Gather every line of the records that contains the word "head" and copy each one.
◆ ◆ ◆ ◆ ◆
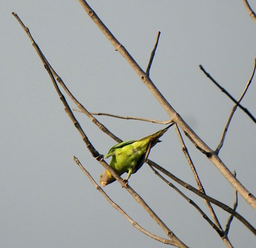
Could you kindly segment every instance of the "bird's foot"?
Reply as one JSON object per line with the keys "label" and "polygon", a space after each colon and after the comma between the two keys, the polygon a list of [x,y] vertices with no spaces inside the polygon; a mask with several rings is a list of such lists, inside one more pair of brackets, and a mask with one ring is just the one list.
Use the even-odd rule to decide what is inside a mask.
{"label": "bird's foot", "polygon": [[96,159],[96,160],[98,160],[98,161],[99,160],[100,160],[101,161],[103,160],[103,158],[104,155],[102,154],[100,154],[99,155],[98,155],[98,156],[97,156],[95,158],[95,159]]}
{"label": "bird's foot", "polygon": [[128,180],[126,179],[123,179],[123,181],[126,182],[126,184],[122,186],[122,188],[123,188],[124,187],[126,188],[127,187],[127,186],[128,185]]}

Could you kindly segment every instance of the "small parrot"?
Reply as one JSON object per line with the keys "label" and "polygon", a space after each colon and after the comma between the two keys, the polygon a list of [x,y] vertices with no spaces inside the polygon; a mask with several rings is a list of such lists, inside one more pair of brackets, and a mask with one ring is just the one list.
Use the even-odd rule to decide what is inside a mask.
{"label": "small parrot", "polygon": [[[160,142],[159,138],[174,124],[160,130],[155,134],[139,140],[129,140],[121,142],[110,148],[104,158],[112,156],[110,166],[119,176],[125,172],[128,173],[123,181],[126,182],[132,174],[137,172],[146,160],[152,148],[157,143]],[[100,177],[102,186],[106,186],[116,181],[116,179],[107,170]]]}

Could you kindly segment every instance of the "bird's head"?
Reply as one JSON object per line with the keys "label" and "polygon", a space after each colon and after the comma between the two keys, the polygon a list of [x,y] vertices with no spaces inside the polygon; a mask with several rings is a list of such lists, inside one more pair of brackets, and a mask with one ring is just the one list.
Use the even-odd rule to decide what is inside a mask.
{"label": "bird's head", "polygon": [[107,170],[105,170],[100,176],[100,182],[102,186],[104,187],[111,184],[116,179]]}

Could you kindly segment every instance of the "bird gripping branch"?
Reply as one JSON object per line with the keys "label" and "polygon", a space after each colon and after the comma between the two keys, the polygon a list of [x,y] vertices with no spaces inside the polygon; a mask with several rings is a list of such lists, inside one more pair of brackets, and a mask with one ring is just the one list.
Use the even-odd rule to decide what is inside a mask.
{"label": "bird gripping branch", "polygon": [[[131,175],[137,172],[146,160],[150,149],[161,141],[159,138],[174,124],[173,123],[165,128],[139,140],[129,140],[117,144],[110,148],[104,158],[112,156],[110,166],[119,176],[125,172],[128,173],[123,180],[127,182],[127,184]],[[107,170],[100,177],[102,186],[106,186],[116,180]]]}

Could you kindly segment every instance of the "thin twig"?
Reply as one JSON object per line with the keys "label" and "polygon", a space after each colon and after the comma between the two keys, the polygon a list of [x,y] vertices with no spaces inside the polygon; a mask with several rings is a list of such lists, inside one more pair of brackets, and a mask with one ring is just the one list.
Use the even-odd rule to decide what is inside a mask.
{"label": "thin twig", "polygon": [[246,113],[250,118],[252,120],[254,123],[256,123],[256,119],[255,117],[250,113],[248,110],[242,106],[224,88],[223,88],[219,83],[218,83],[210,75],[210,74],[207,72],[203,67],[201,64],[199,65],[199,68],[203,71],[203,73],[206,74],[206,76],[209,78],[210,80],[217,86],[224,94],[226,94],[229,97],[238,107],[242,109],[245,113]]}
{"label": "thin twig", "polygon": [[149,165],[149,167],[151,168],[152,170],[154,171],[155,174],[159,176],[165,182],[168,184],[170,187],[176,191],[180,195],[183,197],[185,198],[200,213],[204,219],[219,234],[219,235],[223,237],[224,236],[224,232],[223,230],[220,229],[217,226],[215,225],[207,216],[203,210],[200,208],[200,207],[196,203],[193,202],[191,199],[188,197],[186,195],[183,194],[180,190],[179,190],[174,184],[166,180],[151,165]]}
{"label": "thin twig", "polygon": [[[81,111],[80,109],[78,109],[76,108],[73,108],[73,110],[78,112],[83,113],[82,111]],[[124,119],[126,120],[142,120],[143,122],[152,122],[153,123],[156,123],[157,124],[169,124],[169,123],[170,123],[171,122],[172,122],[171,120],[162,121],[161,120],[157,120],[146,119],[145,118],[141,118],[140,117],[134,117],[132,116],[121,116],[121,115],[117,115],[116,114],[108,114],[107,113],[102,113],[102,112],[91,112],[90,114],[92,115],[106,115],[106,116],[110,116],[110,117],[114,117],[115,118]]]}
{"label": "thin twig", "polygon": [[252,19],[256,22],[256,14],[252,10],[251,6],[249,5],[247,0],[242,0],[243,2],[249,13],[249,15],[252,18]]}
{"label": "thin twig", "polygon": [[229,213],[230,214],[233,214],[234,216],[238,220],[239,220],[245,226],[246,226],[255,235],[256,235],[256,229],[255,229],[248,221],[247,221],[242,216],[239,214],[237,212],[234,211],[234,210],[228,205],[224,204],[220,202],[218,200],[211,197],[210,196],[202,193],[201,191],[194,188],[193,186],[191,185],[188,184],[182,180],[175,176],[173,174],[160,166],[156,163],[153,162],[153,161],[150,159],[148,159],[147,163],[150,165],[151,165],[162,172],[166,176],[171,178],[173,180],[176,182],[180,184],[182,186],[184,187],[189,190],[193,192],[199,196],[208,201],[214,204],[214,205],[219,207],[222,208],[223,210]]}
{"label": "thin twig", "polygon": [[214,151],[199,137],[175,111],[156,87],[149,77],[142,70],[125,47],[114,36],[87,2],[84,0],[78,1],[89,16],[113,45],[115,50],[120,53],[133,68],[142,81],[166,111],[170,119],[176,122],[185,132],[187,133],[198,147],[202,148],[202,151],[205,151],[207,153],[207,154],[209,153],[212,154],[210,157],[208,157],[210,161],[214,165],[233,187],[237,190],[248,204],[256,209],[256,198],[234,176],[232,173],[222,161],[218,154],[214,153]]}
{"label": "thin twig", "polygon": [[[242,98],[244,98],[244,97],[245,95],[245,94],[247,91],[247,90],[248,90],[248,88],[249,88],[249,86],[250,86],[250,84],[251,84],[251,83],[252,80],[252,79],[253,78],[254,76],[254,75],[256,68],[256,57],[255,57],[255,58],[254,59],[254,68],[252,70],[252,73],[251,77],[250,78],[250,79],[249,79],[249,80],[247,82],[247,84],[245,86],[245,88],[244,90],[244,91],[242,94],[241,96],[240,97],[240,98],[239,98],[239,100],[238,100],[238,102],[239,103],[240,103],[240,102],[242,101]],[[219,144],[218,145],[218,147],[217,147],[215,150],[215,152],[217,154],[218,154],[220,150],[223,146],[225,137],[226,137],[226,134],[227,132],[228,131],[228,129],[229,126],[229,124],[230,123],[231,120],[232,119],[232,117],[233,117],[233,115],[234,115],[234,114],[235,113],[235,111],[236,110],[237,108],[237,105],[236,104],[236,105],[235,105],[233,107],[233,108],[231,111],[231,112],[229,115],[229,119],[228,120],[228,121],[227,122],[226,124],[226,126],[224,129],[224,130],[223,131],[223,134],[222,134],[222,137],[221,140],[220,140],[220,142]]]}
{"label": "thin twig", "polygon": [[[69,107],[68,104],[66,102],[66,101],[65,97],[64,97],[63,95],[62,94],[61,92],[59,90],[59,89],[58,86],[58,85],[56,83],[56,81],[55,80],[54,77],[53,77],[52,71],[50,69],[50,67],[49,65],[47,64],[48,62],[47,61],[46,61],[45,59],[44,56],[43,55],[42,52],[39,49],[39,47],[36,44],[34,41],[34,40],[31,35],[31,34],[30,34],[28,28],[25,26],[22,22],[21,21],[21,20],[20,19],[17,15],[16,13],[13,12],[12,14],[14,15],[14,16],[15,18],[18,20],[20,24],[21,24],[22,28],[24,29],[24,30],[26,32],[27,34],[28,35],[31,40],[33,46],[36,51],[37,52],[38,55],[38,56],[39,56],[40,58],[42,61],[42,62],[44,64],[45,68],[46,68],[48,73],[49,74],[51,79],[53,81],[53,83],[54,86],[54,87],[55,88],[57,91],[61,100],[62,100],[63,103],[65,106],[65,110],[66,112],[67,112],[70,118],[71,119],[74,125],[78,129],[80,134],[82,136],[83,140],[86,143],[86,147],[87,147],[87,148],[91,153],[93,156],[95,157],[96,159],[97,159],[97,160],[99,162],[99,163],[100,163],[101,164],[105,169],[106,169],[108,171],[109,171],[110,172],[110,173],[112,174],[113,176],[115,177],[115,178],[121,184],[121,185],[124,186],[126,184],[126,183],[123,181],[121,177],[120,177],[117,174],[115,171],[114,170],[113,170],[112,168],[111,168],[110,166],[109,166],[108,164],[107,163],[103,160],[101,159],[101,154],[100,154],[100,153],[97,151],[96,151],[95,150],[95,148],[93,147],[91,143],[90,143],[90,141],[89,140],[87,136],[86,135],[85,133],[82,129],[80,125],[80,124],[75,117],[73,113],[71,111],[71,109]],[[173,177],[172,177],[172,176],[170,175],[171,175],[171,174],[170,173],[169,173],[169,171],[167,171],[165,170],[165,169],[164,169],[163,168],[158,165],[155,163],[154,163],[153,161],[151,161],[151,160],[148,160],[148,163],[151,163],[151,165],[152,165],[152,166],[156,168],[157,169],[159,169],[161,171],[164,172],[164,173],[165,173],[165,174],[167,173],[166,174],[166,175],[170,176],[171,178],[172,178],[173,180],[175,180],[174,179],[173,177],[176,177],[175,176],[173,175]],[[186,184],[186,183],[183,182],[183,181],[180,180],[180,179],[179,179],[177,178],[176,178],[176,180],[177,180],[176,181],[179,181],[180,182],[179,182],[179,183],[181,183],[181,182],[182,182],[183,183],[183,185],[185,185],[184,186],[187,188],[190,189],[191,191],[194,192],[195,193],[197,193],[197,195],[201,196],[201,197],[204,199],[206,198],[206,197],[208,197],[207,199],[209,201],[212,202],[213,203],[215,204],[216,205],[217,205],[220,207],[222,207],[223,209],[224,209],[225,211],[226,211],[230,213],[233,214],[235,217],[238,218],[238,219],[240,220],[242,223],[243,223],[246,225],[246,226],[249,229],[249,230],[253,232],[254,232],[254,233],[256,234],[256,230],[255,230],[255,229],[254,229],[254,228],[253,227],[252,227],[251,225],[250,224],[250,223],[248,223],[247,224],[246,224],[246,223],[247,222],[247,221],[246,221],[245,219],[243,218],[243,217],[241,216],[239,214],[238,214],[238,213],[233,210],[232,209],[231,209],[231,208],[229,208],[228,206],[225,205],[223,203],[222,203],[218,202],[218,201],[217,201],[217,200],[215,200],[215,199],[211,198],[209,197],[208,197],[206,195],[203,194],[201,192],[200,192],[199,191],[198,191],[196,189],[194,188],[193,188],[193,187],[192,187],[192,186],[190,186],[189,185]],[[182,183],[181,184],[181,185],[182,185]],[[135,191],[133,191],[133,190],[132,190],[132,189],[130,188],[130,187],[129,185],[128,185],[127,187],[126,187],[126,188],[129,192],[130,192],[130,193],[133,194],[133,196],[134,197],[134,198],[136,200],[136,201],[137,201],[137,202],[139,202],[139,203],[140,203],[141,205],[143,204],[143,202],[144,201],[143,201],[143,200],[137,193],[136,193],[136,192],[135,192]],[[197,193],[196,193],[197,191],[198,191]],[[148,207],[148,206],[146,205],[146,208],[147,207],[146,206],[147,206],[149,208],[149,207]],[[143,207],[144,207],[144,206]],[[153,212],[152,213],[151,212],[150,212],[150,210],[151,211],[152,211],[152,210],[150,209],[150,210],[149,210],[149,211],[150,213],[149,214],[150,216],[152,217],[152,218],[155,219],[155,213],[153,212],[153,211],[152,211],[152,212]],[[156,216],[156,219],[157,219],[158,218],[158,217]],[[158,224],[159,224],[157,221],[156,222]],[[162,224],[161,222],[161,221],[160,220],[160,224],[159,224],[161,226],[161,227],[162,227],[163,229],[165,230],[166,233],[168,233],[167,235],[168,235],[168,236],[170,237],[171,238],[172,237],[174,237],[175,238],[176,238],[176,236],[174,236],[173,233],[171,231],[169,230],[168,228],[165,229],[165,225],[164,224]],[[187,247],[185,245],[184,245],[183,246],[183,243],[181,243],[180,247]]]}
{"label": "thin twig", "polygon": [[[233,173],[234,176],[236,176],[236,173],[235,170],[234,171]],[[233,209],[234,210],[234,211],[236,210],[238,205],[238,199],[237,191],[235,190],[235,201],[234,202],[234,206],[233,206]],[[228,234],[229,231],[229,228],[230,228],[231,222],[232,222],[232,221],[233,220],[233,218],[234,215],[231,214],[229,216],[229,218],[228,219],[224,232],[224,233],[226,236],[227,236]]]}
{"label": "thin twig", "polygon": [[149,59],[149,63],[148,65],[146,70],[146,73],[148,75],[148,77],[149,77],[149,71],[151,68],[151,65],[152,65],[152,62],[153,62],[153,60],[154,59],[154,57],[155,56],[155,53],[157,46],[158,44],[158,41],[159,40],[159,38],[160,37],[160,34],[161,34],[161,32],[160,31],[158,31],[157,35],[156,35],[156,39],[155,43],[155,45],[154,46],[152,51],[151,52],[151,55],[150,55],[150,57]]}
{"label": "thin twig", "polygon": [[[102,156],[98,152],[94,147],[82,129],[79,122],[77,121],[75,117],[75,116],[74,115],[74,114],[72,112],[71,109],[69,107],[69,106],[66,100],[65,97],[62,93],[58,86],[58,85],[57,85],[53,74],[52,72],[50,69],[50,66],[48,65],[49,63],[45,59],[41,51],[41,50],[34,42],[34,40],[32,37],[29,32],[28,29],[25,26],[22,22],[21,21],[21,20],[20,19],[19,17],[16,13],[13,12],[12,14],[19,21],[19,22],[26,32],[27,34],[30,38],[30,39],[32,42],[33,46],[34,46],[34,47],[36,49],[37,53],[38,54],[38,55],[42,61],[46,69],[50,75],[54,87],[57,91],[58,94],[59,95],[60,98],[62,102],[62,103],[65,106],[65,111],[66,112],[69,117],[75,126],[76,128],[77,129],[78,129],[78,130],[82,136],[83,141],[86,144],[86,147],[87,147],[92,156],[95,158],[106,169],[108,170],[111,174],[120,183],[122,187],[124,187],[126,188],[127,190],[127,191],[132,196],[134,199],[142,206],[142,207],[149,214],[153,219],[154,219],[154,220],[155,220],[155,221],[160,226],[163,230],[165,232],[167,236],[169,237],[171,239],[172,241],[174,242],[174,243],[175,244],[175,245],[175,245],[177,247],[182,248],[188,248],[188,247],[186,246],[181,240],[180,240],[174,234],[174,233],[168,228],[167,226],[156,215],[154,211],[153,211],[153,210],[146,203],[142,197],[139,195],[138,195],[129,185],[127,185],[127,184],[123,181],[122,178],[116,173],[116,171],[112,168],[111,168],[111,167],[102,158]],[[58,78],[57,79],[57,80],[58,79],[59,79],[59,78]]]}
{"label": "thin twig", "polygon": [[119,211],[121,214],[122,214],[129,221],[130,221],[130,222],[131,222],[131,223],[132,223],[133,226],[134,226],[135,228],[137,228],[139,231],[142,232],[143,232],[143,233],[148,235],[150,238],[152,238],[157,241],[161,242],[164,244],[174,245],[174,242],[172,241],[171,240],[164,238],[161,238],[161,237],[157,236],[156,235],[150,232],[145,229],[144,229],[143,227],[142,227],[137,222],[133,220],[133,219],[132,219],[132,218],[131,218],[128,215],[128,214],[127,214],[121,208],[120,208],[118,205],[116,203],[114,202],[108,196],[106,193],[105,191],[104,191],[102,188],[101,187],[95,182],[89,172],[88,172],[88,171],[86,170],[85,169],[84,167],[81,164],[79,160],[78,160],[78,158],[75,157],[75,156],[74,156],[74,160],[79,167],[80,167],[80,168],[82,170],[83,172],[91,180],[91,181],[92,182],[92,184],[94,185],[94,186],[95,186],[96,189],[100,192],[103,196],[104,196],[105,198],[108,201],[108,202],[109,202],[112,207]]}
{"label": "thin twig", "polygon": [[[196,179],[196,181],[197,184],[198,189],[202,193],[205,194],[206,192],[204,190],[204,188],[203,187],[203,185],[202,184],[202,183],[201,182],[200,179],[199,178],[199,177],[198,176],[197,172],[196,171],[196,168],[195,168],[194,165],[194,164],[192,161],[192,159],[190,157],[190,156],[188,153],[188,151],[187,148],[187,147],[185,145],[184,140],[183,140],[183,139],[182,138],[181,136],[181,134],[180,131],[178,127],[177,124],[175,124],[174,127],[175,127],[175,129],[176,130],[176,132],[177,133],[177,135],[178,135],[179,140],[180,140],[180,142],[181,145],[181,148],[182,151],[183,151],[183,152],[185,155],[185,156],[186,157],[186,158],[187,159],[187,160],[188,162],[188,164],[190,166],[190,168],[191,168],[192,172],[194,174],[194,177],[195,179]],[[206,202],[206,205],[208,207],[208,208],[209,208],[210,212],[211,213],[212,216],[214,221],[215,224],[216,224],[217,226],[218,226],[218,228],[222,231],[223,231],[223,230],[222,229],[222,227],[221,225],[220,225],[220,223],[219,221],[219,220],[217,218],[217,216],[215,214],[215,212],[214,212],[214,210],[213,209],[212,206],[208,201],[207,201],[206,199],[205,199],[205,200]]]}

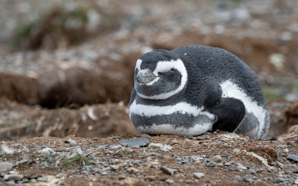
◆ ◆ ◆ ◆ ◆
▶ Final result:
Could you kindly segment every instance of the "bird's head"?
{"label": "bird's head", "polygon": [[107,170],[105,170],[100,176],[100,182],[102,186],[104,187],[111,184],[116,179]]}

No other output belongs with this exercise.